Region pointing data
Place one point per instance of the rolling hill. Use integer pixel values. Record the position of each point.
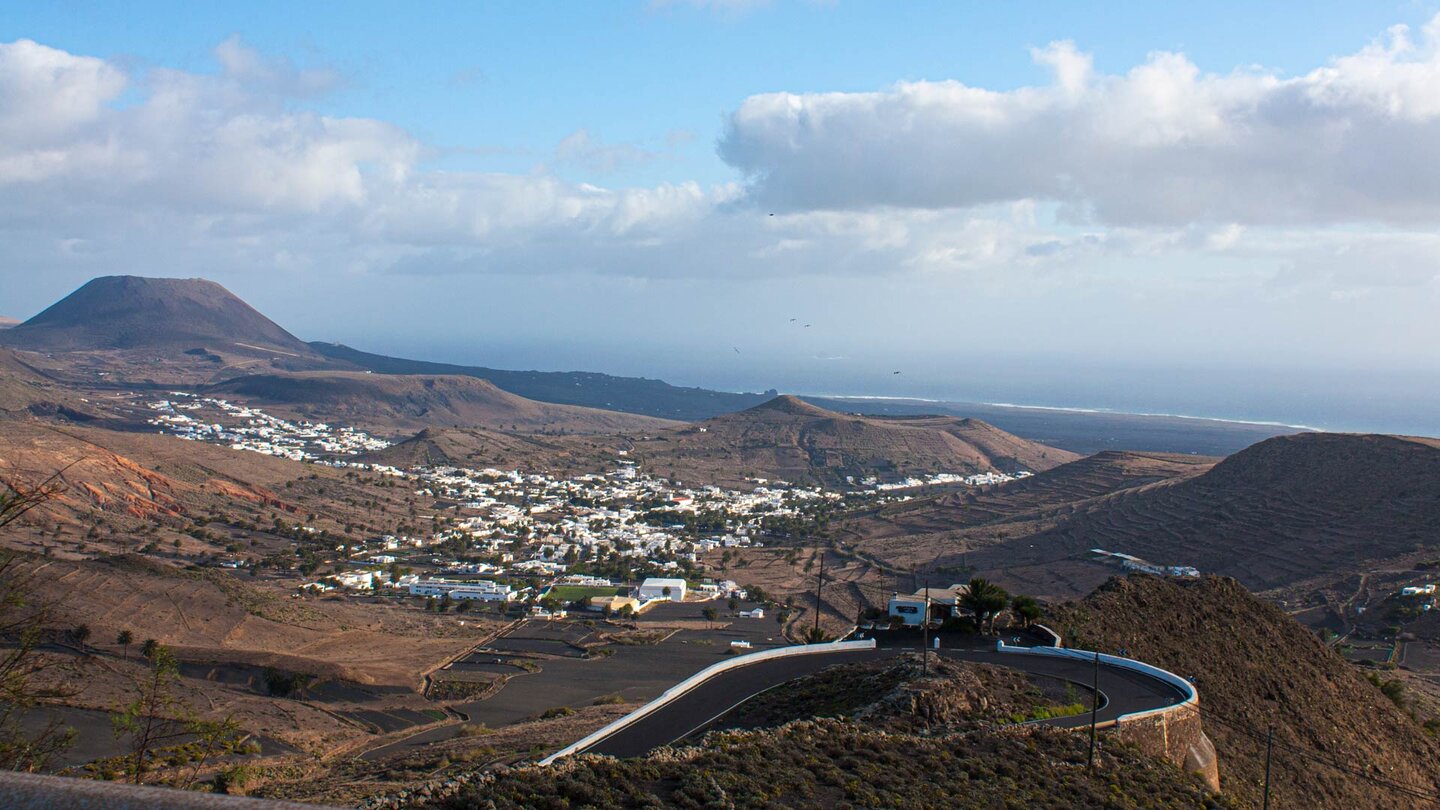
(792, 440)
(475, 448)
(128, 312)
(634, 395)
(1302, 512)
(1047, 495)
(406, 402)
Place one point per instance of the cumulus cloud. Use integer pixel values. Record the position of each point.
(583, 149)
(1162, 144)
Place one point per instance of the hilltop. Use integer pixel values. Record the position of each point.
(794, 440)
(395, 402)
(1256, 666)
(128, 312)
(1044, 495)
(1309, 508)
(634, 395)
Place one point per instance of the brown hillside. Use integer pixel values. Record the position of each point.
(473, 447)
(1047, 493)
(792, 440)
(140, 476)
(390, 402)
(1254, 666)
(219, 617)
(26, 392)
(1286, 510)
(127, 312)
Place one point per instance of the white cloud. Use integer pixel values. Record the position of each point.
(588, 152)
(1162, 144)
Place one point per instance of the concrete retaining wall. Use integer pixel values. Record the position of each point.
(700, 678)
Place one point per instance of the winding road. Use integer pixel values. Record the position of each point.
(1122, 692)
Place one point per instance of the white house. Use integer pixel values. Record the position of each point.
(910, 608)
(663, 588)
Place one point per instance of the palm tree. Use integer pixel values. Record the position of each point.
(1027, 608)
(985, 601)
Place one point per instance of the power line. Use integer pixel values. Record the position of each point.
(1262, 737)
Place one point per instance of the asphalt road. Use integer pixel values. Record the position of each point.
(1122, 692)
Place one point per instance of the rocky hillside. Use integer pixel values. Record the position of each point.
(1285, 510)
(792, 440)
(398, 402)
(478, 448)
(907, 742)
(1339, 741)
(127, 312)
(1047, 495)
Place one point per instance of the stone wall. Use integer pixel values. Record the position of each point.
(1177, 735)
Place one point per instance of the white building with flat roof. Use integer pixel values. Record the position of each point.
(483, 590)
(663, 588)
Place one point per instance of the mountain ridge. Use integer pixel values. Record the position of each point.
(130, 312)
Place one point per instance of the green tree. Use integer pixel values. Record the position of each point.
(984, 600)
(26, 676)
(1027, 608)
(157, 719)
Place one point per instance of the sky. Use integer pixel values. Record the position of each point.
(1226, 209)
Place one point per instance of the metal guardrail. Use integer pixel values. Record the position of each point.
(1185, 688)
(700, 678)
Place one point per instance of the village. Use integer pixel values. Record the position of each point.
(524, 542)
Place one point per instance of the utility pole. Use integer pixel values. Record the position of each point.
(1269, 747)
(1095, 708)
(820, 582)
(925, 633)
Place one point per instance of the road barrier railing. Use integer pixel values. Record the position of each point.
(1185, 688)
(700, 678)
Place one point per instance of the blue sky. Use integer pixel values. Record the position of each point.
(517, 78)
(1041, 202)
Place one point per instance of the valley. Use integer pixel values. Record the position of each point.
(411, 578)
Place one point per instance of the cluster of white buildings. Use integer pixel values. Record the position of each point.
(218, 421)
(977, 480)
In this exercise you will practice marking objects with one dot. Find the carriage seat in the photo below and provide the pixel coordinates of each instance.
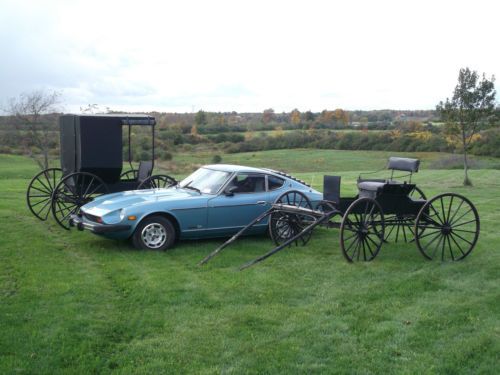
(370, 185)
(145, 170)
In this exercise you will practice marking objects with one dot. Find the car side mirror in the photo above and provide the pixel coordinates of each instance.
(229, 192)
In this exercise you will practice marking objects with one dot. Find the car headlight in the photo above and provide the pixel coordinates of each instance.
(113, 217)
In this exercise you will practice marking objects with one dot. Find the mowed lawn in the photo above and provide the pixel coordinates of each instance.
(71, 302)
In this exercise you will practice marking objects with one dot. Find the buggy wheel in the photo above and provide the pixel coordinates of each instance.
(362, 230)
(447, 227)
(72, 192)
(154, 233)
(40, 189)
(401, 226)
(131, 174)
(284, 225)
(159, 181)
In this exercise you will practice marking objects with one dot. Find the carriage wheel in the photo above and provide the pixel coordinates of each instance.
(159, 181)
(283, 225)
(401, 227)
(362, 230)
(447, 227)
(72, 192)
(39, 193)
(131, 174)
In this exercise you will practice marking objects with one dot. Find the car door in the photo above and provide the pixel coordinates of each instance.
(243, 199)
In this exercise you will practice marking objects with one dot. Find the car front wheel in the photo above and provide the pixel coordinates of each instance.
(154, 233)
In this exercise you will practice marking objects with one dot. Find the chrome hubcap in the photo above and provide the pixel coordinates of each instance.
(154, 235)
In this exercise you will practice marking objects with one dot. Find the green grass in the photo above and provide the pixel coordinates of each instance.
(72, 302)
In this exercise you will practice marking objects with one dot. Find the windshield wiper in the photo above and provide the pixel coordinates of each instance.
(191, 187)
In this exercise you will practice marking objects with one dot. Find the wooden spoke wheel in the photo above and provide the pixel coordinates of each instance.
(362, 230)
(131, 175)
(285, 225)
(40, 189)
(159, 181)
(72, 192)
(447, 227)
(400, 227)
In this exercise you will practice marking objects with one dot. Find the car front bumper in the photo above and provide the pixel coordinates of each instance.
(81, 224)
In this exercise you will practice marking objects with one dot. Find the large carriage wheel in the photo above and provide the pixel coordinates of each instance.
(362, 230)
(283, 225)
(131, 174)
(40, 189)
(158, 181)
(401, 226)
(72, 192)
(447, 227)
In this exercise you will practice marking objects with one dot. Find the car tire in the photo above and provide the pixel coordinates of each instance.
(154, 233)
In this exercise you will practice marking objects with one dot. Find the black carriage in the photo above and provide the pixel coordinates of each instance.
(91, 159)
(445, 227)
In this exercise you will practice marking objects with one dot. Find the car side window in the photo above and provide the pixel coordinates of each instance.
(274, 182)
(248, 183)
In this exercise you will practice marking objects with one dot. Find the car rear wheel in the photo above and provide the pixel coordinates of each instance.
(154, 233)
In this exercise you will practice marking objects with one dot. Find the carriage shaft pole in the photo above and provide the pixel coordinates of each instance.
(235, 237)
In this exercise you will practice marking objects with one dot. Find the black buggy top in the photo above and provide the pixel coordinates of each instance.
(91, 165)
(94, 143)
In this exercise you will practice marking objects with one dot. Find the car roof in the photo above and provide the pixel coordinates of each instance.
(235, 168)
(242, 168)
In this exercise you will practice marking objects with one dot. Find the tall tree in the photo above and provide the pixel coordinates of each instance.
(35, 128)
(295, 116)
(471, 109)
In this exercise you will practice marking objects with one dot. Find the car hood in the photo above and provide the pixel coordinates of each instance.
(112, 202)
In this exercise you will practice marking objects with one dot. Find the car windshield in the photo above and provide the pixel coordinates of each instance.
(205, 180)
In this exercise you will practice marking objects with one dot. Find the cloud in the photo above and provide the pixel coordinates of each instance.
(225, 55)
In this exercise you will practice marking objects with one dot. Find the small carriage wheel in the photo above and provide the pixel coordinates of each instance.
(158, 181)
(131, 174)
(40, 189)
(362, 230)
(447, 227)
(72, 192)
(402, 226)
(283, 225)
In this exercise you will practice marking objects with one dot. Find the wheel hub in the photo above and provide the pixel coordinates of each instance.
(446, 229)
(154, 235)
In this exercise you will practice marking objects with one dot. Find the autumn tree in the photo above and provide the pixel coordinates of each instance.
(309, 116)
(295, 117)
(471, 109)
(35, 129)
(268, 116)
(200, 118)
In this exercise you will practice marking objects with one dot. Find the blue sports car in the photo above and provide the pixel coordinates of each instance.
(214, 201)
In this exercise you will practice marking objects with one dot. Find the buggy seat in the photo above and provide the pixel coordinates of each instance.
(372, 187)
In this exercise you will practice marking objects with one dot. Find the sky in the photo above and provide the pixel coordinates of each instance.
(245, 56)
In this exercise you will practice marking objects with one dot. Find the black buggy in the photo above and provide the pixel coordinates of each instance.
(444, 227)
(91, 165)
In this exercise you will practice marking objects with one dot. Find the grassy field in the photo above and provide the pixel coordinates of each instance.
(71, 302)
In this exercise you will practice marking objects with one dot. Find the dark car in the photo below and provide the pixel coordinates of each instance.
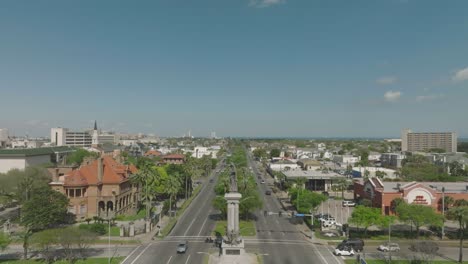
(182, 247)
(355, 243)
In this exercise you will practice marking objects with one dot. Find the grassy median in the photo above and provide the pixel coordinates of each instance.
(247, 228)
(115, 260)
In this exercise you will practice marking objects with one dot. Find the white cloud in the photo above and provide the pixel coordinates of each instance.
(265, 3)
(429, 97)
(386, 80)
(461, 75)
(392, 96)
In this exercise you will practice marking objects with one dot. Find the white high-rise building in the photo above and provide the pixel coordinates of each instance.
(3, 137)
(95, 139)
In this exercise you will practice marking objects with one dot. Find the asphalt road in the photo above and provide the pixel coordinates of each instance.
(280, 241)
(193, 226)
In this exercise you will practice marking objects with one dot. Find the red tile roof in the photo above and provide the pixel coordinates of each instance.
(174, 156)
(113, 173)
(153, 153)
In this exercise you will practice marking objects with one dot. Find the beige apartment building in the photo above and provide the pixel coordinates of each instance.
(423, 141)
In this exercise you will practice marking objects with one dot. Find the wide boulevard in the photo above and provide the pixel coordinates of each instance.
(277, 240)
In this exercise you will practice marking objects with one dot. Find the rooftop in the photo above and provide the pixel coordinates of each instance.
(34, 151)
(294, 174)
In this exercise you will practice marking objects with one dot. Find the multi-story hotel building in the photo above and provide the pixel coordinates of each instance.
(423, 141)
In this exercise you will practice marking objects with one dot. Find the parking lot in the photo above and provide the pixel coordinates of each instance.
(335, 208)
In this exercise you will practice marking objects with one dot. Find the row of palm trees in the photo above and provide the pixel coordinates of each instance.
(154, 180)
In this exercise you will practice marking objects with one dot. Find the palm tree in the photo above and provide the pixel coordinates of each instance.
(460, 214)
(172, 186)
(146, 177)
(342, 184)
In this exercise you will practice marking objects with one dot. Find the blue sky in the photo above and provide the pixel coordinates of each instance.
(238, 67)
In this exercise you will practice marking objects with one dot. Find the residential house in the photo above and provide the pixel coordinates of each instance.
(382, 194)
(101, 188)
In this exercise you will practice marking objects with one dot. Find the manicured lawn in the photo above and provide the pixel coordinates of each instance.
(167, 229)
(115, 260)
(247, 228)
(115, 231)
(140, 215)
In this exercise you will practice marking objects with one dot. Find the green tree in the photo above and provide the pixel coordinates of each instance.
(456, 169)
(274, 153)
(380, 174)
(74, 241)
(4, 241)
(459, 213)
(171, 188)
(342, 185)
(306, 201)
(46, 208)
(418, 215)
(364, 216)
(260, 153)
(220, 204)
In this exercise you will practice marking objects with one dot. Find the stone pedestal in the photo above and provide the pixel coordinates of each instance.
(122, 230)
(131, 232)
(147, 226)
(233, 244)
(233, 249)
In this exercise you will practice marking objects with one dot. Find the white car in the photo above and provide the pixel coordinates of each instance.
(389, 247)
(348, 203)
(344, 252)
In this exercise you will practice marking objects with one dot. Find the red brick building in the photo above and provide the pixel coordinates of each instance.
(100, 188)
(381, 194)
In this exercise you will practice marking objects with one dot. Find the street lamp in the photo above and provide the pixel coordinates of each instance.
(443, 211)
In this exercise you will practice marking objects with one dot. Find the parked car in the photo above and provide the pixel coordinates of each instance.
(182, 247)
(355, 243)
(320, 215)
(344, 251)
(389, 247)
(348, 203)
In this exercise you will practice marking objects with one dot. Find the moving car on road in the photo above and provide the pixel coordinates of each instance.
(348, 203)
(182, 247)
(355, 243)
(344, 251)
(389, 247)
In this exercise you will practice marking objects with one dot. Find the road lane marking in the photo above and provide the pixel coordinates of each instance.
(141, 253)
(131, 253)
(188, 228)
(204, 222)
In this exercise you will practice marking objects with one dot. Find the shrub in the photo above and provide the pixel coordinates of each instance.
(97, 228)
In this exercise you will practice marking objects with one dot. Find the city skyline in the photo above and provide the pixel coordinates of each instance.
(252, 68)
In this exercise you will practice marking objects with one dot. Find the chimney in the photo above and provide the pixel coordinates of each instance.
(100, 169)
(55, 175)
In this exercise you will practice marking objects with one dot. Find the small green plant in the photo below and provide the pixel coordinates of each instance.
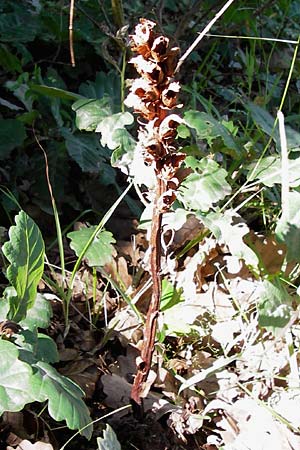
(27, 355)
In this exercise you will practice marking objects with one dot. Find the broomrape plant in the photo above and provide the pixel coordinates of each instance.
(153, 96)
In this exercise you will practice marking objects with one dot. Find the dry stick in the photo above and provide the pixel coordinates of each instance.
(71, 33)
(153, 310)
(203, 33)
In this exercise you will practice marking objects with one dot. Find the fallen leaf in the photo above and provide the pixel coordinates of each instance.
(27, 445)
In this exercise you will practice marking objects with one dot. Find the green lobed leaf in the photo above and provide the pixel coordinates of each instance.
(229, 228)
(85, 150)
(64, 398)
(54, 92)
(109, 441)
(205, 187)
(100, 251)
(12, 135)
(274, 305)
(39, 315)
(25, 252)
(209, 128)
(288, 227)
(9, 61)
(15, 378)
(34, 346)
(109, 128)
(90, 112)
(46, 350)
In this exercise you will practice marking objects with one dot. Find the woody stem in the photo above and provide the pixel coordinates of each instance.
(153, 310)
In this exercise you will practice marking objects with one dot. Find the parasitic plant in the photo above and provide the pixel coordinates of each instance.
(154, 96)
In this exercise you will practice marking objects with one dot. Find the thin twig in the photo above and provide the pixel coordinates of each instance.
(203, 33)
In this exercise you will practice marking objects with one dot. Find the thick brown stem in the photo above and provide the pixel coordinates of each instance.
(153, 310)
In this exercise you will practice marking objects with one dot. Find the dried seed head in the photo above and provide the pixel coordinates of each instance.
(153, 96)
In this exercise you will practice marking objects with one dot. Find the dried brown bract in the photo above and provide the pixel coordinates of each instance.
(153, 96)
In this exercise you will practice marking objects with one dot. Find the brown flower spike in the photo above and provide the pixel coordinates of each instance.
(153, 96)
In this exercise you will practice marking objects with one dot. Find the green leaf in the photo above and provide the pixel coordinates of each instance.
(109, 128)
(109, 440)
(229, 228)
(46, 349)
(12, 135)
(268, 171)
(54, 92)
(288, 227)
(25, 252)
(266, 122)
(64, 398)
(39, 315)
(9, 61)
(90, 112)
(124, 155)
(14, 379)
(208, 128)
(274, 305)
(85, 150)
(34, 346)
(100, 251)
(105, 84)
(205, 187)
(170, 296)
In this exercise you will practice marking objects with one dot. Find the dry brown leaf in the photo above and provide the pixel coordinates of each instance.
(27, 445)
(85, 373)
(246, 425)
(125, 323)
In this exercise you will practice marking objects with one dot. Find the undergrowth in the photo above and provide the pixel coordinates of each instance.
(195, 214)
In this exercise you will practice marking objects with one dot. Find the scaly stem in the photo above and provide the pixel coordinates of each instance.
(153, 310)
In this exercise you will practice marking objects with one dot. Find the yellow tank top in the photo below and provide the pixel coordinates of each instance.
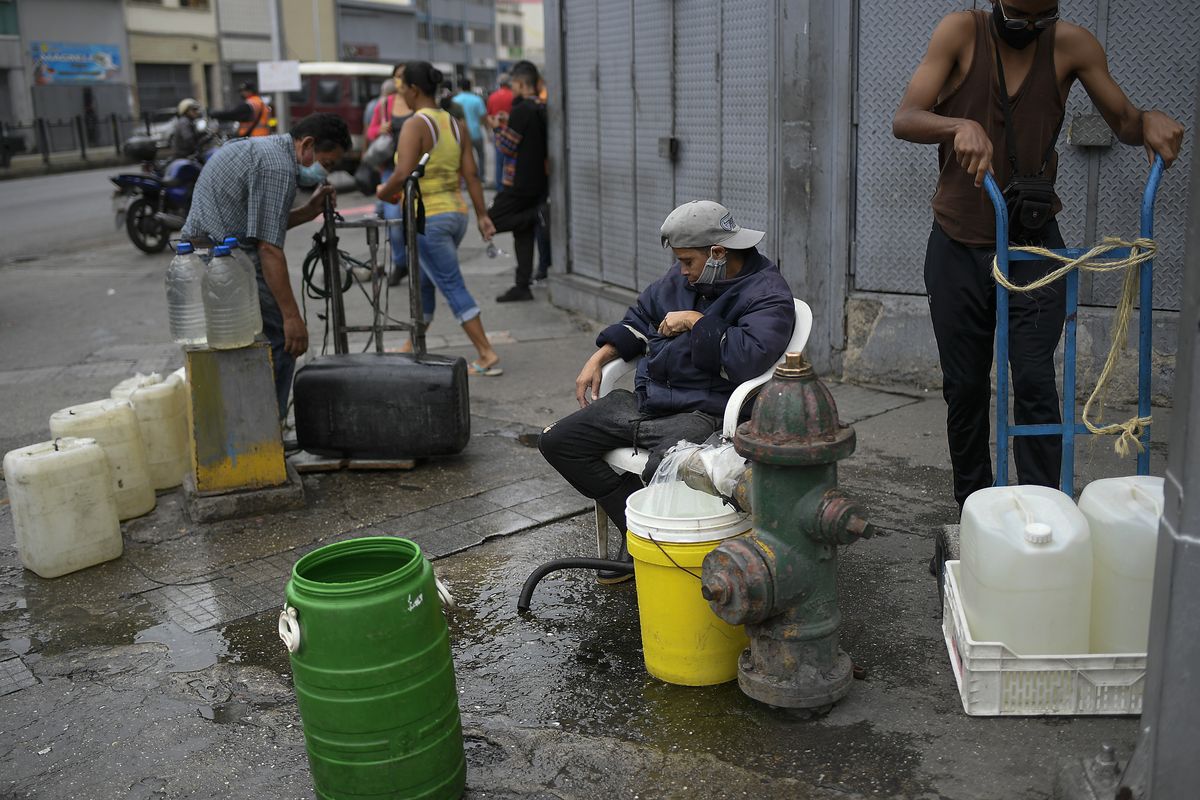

### ACTION ITEM:
Locate "the green leaf" in the entries above. Copy, exactly and only, the lines from that line to the end, leaving out the pictures.

### ANSWER TO THIS TASK:
In this exercise you will practice marking objects with one dot. Find the green leaf in the photo above and provide the pixel coordinates of each instance.
(109, 128)
(109, 440)
(229, 228)
(46, 349)
(12, 135)
(268, 171)
(54, 92)
(288, 227)
(25, 252)
(266, 122)
(64, 398)
(39, 315)
(9, 61)
(90, 112)
(124, 155)
(14, 379)
(208, 128)
(274, 305)
(85, 150)
(34, 346)
(100, 251)
(105, 84)
(205, 187)
(170, 296)
In this exercise you will practice marking objects with one dot. Find the dry brown leaf in the photo above and provide the pixel coordinates of each instance.
(27, 445)
(85, 373)
(246, 425)
(125, 323)
In this exercise you will practice marking objects with one dot. Find the undergrowth in the photo above and provide the pixel coordinates of each instance.
(195, 214)
In this exercise you will practice marking objects with one dot. Find the scaly stem in the photo above and provide the pixel coordinates of each instance.
(153, 310)
In this exercise you will practice marking objects with one dot. Find the yellow tank top in the photo below and provide the pixel coordinates of each instance.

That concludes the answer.